Records from a dataset

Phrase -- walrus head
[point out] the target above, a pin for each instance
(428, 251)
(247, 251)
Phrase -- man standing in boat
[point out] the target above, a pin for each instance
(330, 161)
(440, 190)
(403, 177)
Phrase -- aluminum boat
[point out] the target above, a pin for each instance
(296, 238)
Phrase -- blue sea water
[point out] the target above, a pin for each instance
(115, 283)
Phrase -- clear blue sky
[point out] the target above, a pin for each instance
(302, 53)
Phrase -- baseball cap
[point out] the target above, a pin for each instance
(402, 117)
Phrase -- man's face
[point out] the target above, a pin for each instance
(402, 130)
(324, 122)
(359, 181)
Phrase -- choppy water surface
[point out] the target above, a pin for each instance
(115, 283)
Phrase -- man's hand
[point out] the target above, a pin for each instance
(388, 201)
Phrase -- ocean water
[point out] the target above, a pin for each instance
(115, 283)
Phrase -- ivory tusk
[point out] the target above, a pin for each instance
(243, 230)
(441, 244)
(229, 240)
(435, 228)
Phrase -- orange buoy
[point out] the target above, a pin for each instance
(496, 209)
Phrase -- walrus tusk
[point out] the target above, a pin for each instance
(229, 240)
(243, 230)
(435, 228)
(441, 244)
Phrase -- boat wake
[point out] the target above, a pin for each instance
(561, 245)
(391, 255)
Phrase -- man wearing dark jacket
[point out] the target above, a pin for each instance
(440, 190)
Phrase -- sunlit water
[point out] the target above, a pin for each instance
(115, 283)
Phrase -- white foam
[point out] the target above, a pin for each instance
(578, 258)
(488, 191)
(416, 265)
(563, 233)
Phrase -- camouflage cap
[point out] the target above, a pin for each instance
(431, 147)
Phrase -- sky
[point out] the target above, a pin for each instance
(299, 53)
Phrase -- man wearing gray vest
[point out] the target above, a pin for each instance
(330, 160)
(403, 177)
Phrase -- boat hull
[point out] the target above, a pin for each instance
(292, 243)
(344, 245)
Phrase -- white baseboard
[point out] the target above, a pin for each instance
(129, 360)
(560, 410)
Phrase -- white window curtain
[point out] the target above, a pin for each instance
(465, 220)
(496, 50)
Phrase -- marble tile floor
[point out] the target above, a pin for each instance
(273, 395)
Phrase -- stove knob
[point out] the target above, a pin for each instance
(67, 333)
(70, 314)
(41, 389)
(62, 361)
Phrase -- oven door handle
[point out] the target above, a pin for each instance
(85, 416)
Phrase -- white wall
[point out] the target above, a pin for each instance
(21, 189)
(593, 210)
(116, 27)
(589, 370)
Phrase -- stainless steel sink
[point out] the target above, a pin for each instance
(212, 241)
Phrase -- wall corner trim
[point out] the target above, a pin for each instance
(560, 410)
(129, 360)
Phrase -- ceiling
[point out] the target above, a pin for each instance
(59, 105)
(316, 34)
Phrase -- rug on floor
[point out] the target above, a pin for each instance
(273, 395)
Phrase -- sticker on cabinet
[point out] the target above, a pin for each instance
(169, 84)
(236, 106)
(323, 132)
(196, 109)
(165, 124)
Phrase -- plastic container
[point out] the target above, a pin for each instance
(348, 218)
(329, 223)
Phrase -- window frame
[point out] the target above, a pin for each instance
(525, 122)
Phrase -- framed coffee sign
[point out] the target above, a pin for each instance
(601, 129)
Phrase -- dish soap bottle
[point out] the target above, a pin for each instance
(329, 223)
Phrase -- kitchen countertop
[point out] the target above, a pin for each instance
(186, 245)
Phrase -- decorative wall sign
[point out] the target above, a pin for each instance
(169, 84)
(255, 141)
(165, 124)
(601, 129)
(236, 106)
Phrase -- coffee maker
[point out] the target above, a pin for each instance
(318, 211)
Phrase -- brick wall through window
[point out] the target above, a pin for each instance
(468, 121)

*What to do*
Reproduce verbatim the lines of the rows above, from the line containing "Phrase -- brick wall through window" through the end of the rows.

*Correct answer*
Phrase -- brick wall through window
[point out] the target above, a pin for each instance
(468, 121)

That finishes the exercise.